### What to work on
Each line of data below must be printed exactly as written, with any pictures removed.

### Information given
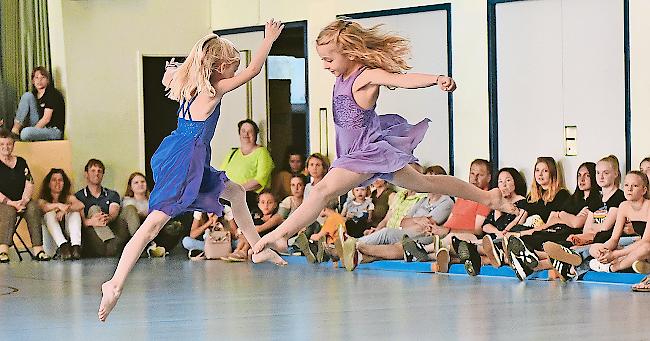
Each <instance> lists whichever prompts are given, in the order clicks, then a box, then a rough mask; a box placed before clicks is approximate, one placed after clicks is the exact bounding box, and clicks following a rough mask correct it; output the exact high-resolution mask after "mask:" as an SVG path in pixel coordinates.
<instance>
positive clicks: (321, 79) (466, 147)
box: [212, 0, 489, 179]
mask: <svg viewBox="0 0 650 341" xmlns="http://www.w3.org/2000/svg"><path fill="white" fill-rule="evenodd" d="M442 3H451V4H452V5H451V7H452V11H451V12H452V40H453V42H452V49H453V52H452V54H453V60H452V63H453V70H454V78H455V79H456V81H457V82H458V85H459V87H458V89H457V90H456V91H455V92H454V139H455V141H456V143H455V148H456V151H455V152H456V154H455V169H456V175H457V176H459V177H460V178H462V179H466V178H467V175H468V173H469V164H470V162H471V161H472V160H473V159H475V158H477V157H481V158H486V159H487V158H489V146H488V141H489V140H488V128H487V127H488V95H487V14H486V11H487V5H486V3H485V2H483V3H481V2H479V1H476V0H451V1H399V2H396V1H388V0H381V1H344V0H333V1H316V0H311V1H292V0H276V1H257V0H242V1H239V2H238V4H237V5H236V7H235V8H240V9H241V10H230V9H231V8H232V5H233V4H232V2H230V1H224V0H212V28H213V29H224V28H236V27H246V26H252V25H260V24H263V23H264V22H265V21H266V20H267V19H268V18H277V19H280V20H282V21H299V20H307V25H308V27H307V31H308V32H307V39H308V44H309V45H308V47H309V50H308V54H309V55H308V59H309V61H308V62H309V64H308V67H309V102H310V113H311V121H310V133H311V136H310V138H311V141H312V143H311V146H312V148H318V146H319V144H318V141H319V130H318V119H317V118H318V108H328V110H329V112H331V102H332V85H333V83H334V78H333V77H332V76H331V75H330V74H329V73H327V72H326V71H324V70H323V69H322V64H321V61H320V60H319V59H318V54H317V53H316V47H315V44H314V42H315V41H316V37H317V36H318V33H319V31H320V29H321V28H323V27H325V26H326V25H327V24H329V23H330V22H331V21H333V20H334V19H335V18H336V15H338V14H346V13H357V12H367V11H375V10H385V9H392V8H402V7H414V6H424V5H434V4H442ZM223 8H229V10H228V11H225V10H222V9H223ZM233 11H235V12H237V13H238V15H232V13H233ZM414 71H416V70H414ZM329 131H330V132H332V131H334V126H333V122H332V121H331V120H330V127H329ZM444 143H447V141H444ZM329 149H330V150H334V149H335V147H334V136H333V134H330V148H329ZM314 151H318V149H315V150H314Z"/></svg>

### Exercise response
Each <instance> lists whichever prompts are given, in the order clicks, then a box, then a rough mask; a box placed before clicks is approximate, one placed after clicks is the exact bounding box, and clicks following a rough mask correct it; output the exact high-resolution mask after "mask:" as an SVG path in pixel coordinates.
<instance>
positive clicks: (321, 79) (466, 147)
box: [212, 0, 489, 179]
mask: <svg viewBox="0 0 650 341" xmlns="http://www.w3.org/2000/svg"><path fill="white" fill-rule="evenodd" d="M442 3H451V4H452V5H451V7H452V11H451V12H452V40H453V42H452V49H453V52H452V54H453V60H452V63H453V70H454V78H455V79H456V81H457V82H458V85H459V87H458V89H457V90H456V91H455V92H454V139H455V141H456V143H455V148H456V151H455V152H456V154H455V169H456V175H457V176H459V177H460V178H462V179H466V178H467V175H468V173H469V164H470V162H471V161H472V160H473V159H475V158H477V157H481V158H486V159H487V158H489V146H488V141H489V140H488V128H487V127H488V95H487V14H486V11H487V5H486V3H485V2H483V3H481V2H479V1H476V0H451V1H399V2H396V1H388V0H381V1H344V0H333V1H316V0H311V1H292V0H276V1H257V0H242V1H239V2H238V4H237V5H236V7H235V8H240V9H241V10H230V9H231V8H232V5H233V4H232V2H230V1H224V0H212V28H213V29H224V28H236V27H246V26H252V25H260V24H263V23H264V22H265V21H266V20H267V19H268V18H277V19H280V20H282V21H299V20H307V25H308V27H307V31H308V32H307V39H308V44H309V45H308V47H309V50H308V54H309V55H308V59H309V61H308V62H309V64H308V67H309V102H310V113H311V121H310V133H311V136H310V138H311V141H312V143H311V146H312V148H318V146H319V144H318V141H319V130H318V119H317V118H318V108H328V110H329V112H331V102H332V85H333V83H334V78H333V77H332V76H331V75H330V74H329V73H327V72H326V71H324V70H323V69H322V64H321V61H320V60H319V59H318V54H317V53H316V47H315V44H314V42H315V41H316V37H317V36H318V33H319V31H320V29H321V28H323V27H325V26H326V25H327V24H329V23H330V22H331V21H333V20H334V19H335V18H336V15H338V14H346V13H357V12H367V11H375V10H385V9H392V8H402V7H414V6H424V5H434V4H442ZM223 8H229V10H228V11H225V10H222V9H223ZM233 11H235V12H237V13H238V15H232V13H233ZM414 71H416V70H414ZM329 131H330V132H332V131H334V126H333V122H332V121H331V120H330V127H329ZM444 143H447V141H444ZM329 149H330V150H334V149H335V147H334V136H333V134H330V148H329ZM314 151H318V149H315V150H314Z"/></svg>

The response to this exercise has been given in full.